The debate over non-transformer architectures turns on a real weakness: transformers consume significant power and may be inefficient. Other architectures, such as Mamba, are often discussed as possible alternatives. Apoorv Agrawal framed the question by asking whether transformers might persist anyway because the world’s infrastructure has already adapted to them, much as airplanes are not bird-like but dominate human flight.

Yash Patil gave a pragmatic answer. Scaling transformers is working. There is a simple recipe for making them smarter and better. He said it is probably more likely that AI will tell researchers the better architecture if they continue scaling than that humans will invent it from scratch now.

He acknowledged that if the field hit a wall with transformers, there would be more pressure to innovate. He also said there is “really cool research” happening on alternatives. But his own view is to concentrate on scaling transformers.

● **Task requirements**:
• 1. Please rewrite the stretch of the passage on transformer architectures from "He acknowledged that" through "on scaling transformers.", putting "incentive" in place of "pressure".
• 2. Carry the passage on transformer architectures on past its final sentence.
The records after this point are separate material from the passage on transformer architectures.

● **Supplied entries**:
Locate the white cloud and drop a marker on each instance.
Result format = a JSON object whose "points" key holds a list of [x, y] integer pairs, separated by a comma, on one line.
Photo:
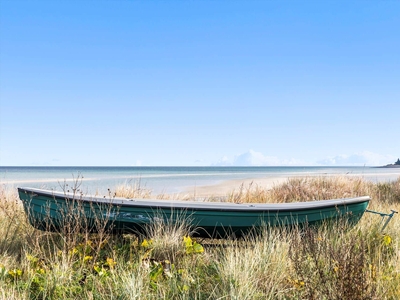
{"points": [[253, 158], [358, 159]]}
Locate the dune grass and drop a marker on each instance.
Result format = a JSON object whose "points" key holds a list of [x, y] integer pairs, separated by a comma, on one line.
{"points": [[329, 263]]}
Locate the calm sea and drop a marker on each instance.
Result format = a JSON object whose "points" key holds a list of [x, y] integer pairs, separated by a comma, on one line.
{"points": [[165, 179]]}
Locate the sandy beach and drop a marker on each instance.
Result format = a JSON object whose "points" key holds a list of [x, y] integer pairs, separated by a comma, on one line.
{"points": [[230, 186]]}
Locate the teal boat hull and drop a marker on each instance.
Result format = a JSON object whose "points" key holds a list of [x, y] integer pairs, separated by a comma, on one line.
{"points": [[58, 211]]}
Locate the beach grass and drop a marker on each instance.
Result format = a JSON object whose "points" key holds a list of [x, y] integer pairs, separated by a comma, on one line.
{"points": [[362, 262]]}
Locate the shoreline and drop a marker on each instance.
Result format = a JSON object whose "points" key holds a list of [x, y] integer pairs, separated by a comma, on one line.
{"points": [[227, 187]]}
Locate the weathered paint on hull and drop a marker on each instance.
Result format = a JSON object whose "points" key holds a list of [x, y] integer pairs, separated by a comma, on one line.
{"points": [[55, 213]]}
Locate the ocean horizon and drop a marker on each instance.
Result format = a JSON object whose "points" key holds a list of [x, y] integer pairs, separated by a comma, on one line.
{"points": [[173, 179]]}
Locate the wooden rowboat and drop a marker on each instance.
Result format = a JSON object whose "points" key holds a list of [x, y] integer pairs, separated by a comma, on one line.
{"points": [[52, 211]]}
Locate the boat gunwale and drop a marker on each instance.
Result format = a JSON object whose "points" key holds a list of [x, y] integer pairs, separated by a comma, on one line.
{"points": [[199, 205]]}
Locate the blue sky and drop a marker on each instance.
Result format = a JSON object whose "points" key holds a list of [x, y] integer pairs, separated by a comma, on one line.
{"points": [[199, 82]]}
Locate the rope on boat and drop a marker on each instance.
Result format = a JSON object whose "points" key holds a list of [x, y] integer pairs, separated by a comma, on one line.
{"points": [[383, 215]]}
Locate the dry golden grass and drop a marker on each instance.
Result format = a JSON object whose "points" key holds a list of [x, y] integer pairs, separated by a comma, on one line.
{"points": [[276, 264]]}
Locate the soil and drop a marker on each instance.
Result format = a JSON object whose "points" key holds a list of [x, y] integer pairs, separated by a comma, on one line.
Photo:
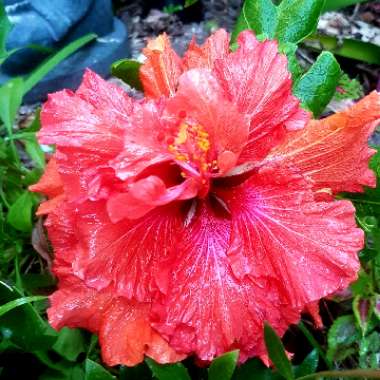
{"points": [[147, 19]]}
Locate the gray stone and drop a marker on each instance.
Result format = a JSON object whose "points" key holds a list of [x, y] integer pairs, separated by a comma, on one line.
{"points": [[39, 22], [55, 24]]}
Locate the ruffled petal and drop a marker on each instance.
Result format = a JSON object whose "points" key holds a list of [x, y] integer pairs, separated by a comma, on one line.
{"points": [[145, 195], [88, 129], [77, 305], [50, 184], [215, 47], [334, 151], [125, 336], [280, 232], [160, 72], [206, 310], [145, 144], [90, 119], [126, 253], [257, 80]]}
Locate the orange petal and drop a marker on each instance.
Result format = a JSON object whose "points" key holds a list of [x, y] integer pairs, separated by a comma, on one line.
{"points": [[160, 72], [215, 47], [50, 205], [126, 336], [50, 184], [334, 151]]}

● **Exercise results**:
• 1.
He acknowledged that if the field hit a wall with transformers, there would be more incentive to innovate. He also said there is “really cool research” happening on alternatives. But his own view is to concentrate on scaling transformers.

• 2.
Serious people disagree, including Ilya Sutskever and Yann LeCun, as Agrawal noted. Patil described the opposing view as a first-principles argument about data efficiency. Humans do not need pre-training-scale data to learn language and world models, so perhaps the current architecture is wrong or incomplete. There should be a better solution that learns more like humans.

Patil did not dismiss the argument. But he emphasized the installed base: compute buildouts, chips, and lab investments are being optimized around the transformer architecture. Some people are optimizing chips directly for the architecture. That makes a change “a big ship to turn.” Labs may be researching alternatives, but the major deployment path remains transformer scaling.

Compute scarcity looks more durable than today’s data market

In the rapid-fire portion, Yash Patil said that if he were not building Applied Compute, he would look at hardware. Applied Compute and other AI companies, he said, are running into compute scarcity. Demand is far outpacing supply. That suggests opportunities in energy sources to power compute and in more efficient chips.

He said he does not have a background in hardware or chip design, but he sees room for better co-development between training methods and chip design.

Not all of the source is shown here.